Instructions for the task -
Rewrite the material below with "street survey" substituted for every "wildlife tally", leaving everything else unchanged.

Listed entries -
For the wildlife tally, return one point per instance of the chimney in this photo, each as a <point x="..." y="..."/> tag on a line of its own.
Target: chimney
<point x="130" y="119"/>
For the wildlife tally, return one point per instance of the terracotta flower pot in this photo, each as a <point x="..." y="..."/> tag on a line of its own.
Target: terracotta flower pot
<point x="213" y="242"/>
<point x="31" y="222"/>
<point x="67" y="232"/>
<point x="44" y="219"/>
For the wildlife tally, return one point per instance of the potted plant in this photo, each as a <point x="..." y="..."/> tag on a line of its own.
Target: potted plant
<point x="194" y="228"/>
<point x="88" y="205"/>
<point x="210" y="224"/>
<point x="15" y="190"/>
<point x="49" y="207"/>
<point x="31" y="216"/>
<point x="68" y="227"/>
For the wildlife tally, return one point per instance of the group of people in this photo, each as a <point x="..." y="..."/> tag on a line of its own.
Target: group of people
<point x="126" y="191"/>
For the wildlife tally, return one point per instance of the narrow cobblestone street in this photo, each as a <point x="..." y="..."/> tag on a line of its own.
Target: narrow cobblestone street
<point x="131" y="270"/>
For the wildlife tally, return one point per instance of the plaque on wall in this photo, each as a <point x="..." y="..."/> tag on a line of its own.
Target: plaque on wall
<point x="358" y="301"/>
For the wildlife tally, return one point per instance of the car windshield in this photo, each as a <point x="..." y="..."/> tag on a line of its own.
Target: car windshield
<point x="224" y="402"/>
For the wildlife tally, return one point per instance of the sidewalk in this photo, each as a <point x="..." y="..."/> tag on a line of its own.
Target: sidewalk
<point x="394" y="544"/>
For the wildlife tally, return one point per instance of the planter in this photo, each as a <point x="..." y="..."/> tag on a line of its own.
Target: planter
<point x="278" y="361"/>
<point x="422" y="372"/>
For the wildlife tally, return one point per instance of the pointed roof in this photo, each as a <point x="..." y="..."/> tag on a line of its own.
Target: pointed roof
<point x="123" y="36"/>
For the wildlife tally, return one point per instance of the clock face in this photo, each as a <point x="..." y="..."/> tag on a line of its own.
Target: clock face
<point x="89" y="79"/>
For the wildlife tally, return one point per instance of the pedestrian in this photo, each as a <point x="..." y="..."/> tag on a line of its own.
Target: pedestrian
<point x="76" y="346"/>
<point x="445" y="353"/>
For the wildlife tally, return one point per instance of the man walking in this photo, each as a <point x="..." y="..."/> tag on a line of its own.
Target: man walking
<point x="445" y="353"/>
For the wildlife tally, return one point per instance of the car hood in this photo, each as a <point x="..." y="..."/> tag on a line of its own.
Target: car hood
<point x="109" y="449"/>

Written response -
For the street survey, return one point per instance of the chimney in this photo, each as a <point x="..." y="..."/> tag on a line of its own.
Target: chimney
<point x="130" y="119"/>
For the street survey, return one point per instance of the terracotta flower pot in this photo, each as a <point x="..." y="..."/> tag on a line of its own.
Target: terracotta flower pot
<point x="213" y="242"/>
<point x="31" y="222"/>
<point x="67" y="232"/>
<point x="44" y="219"/>
For the street survey, return one point per instance of the potted plant in this photo, each as a <point x="..." y="..."/> tag on a line of its own.
Target: potted plant
<point x="194" y="228"/>
<point x="88" y="205"/>
<point x="210" y="224"/>
<point x="15" y="190"/>
<point x="49" y="207"/>
<point x="31" y="216"/>
<point x="68" y="227"/>
For the street survey, return one point per instance of the group of people in this photo, each as a <point x="..." y="..."/> tag on a line of its own.
Target: group of people
<point x="126" y="191"/>
For the street survey, return one point per instance of the narrow cobblestone street in this photo, each as a <point x="..." y="..."/> tag on a line of its own.
Target: narrow cobblestone street
<point x="131" y="270"/>
For the street survey, return one point per instance of the plaque on wall in this photo, each as a <point x="..." y="..."/> tag on a line of its own.
Target: plaque on wall
<point x="358" y="301"/>
For the street survey, return one point per instance of the car windshield in this photo, each as a <point x="..." y="..."/> tag on a line of its own.
Target: car windshield
<point x="224" y="402"/>
For the street survey, return one point per instance of the sidewalk in this photo, each as a <point x="..." y="..."/> tag on a line of its own.
Target: sidewalk
<point x="394" y="544"/>
For the street survey, return one point per instance of the planter in this photo, each as a <point x="..." y="..."/> tag on a line of its own.
Target: planter
<point x="278" y="361"/>
<point x="422" y="372"/>
For the street survey, return one point per instance of the pointed roof in this photo, each as a <point x="..." y="..."/> tag on a line of its own.
Target: pointed roof
<point x="123" y="36"/>
For the street survey, return one point per instance of the clock face in this photo, each as a <point x="..." y="..."/> tag on a line of its own.
Target: clock face
<point x="89" y="79"/>
For the street survey, return one point per instance of the pedestrian in this photo, each as a <point x="..." y="..."/> tag on a line of its own.
Target: pedestrian
<point x="76" y="346"/>
<point x="445" y="353"/>
For the street survey, return one point per instance of the man walking in this photo, each as a <point x="..." y="..."/> tag on a line of its own.
Target: man walking
<point x="445" y="353"/>
For the street survey, return one point per instance of the car hood in this photo, each as a <point x="..." y="..."/> tag on a line of its own.
Target: car hood
<point x="109" y="449"/>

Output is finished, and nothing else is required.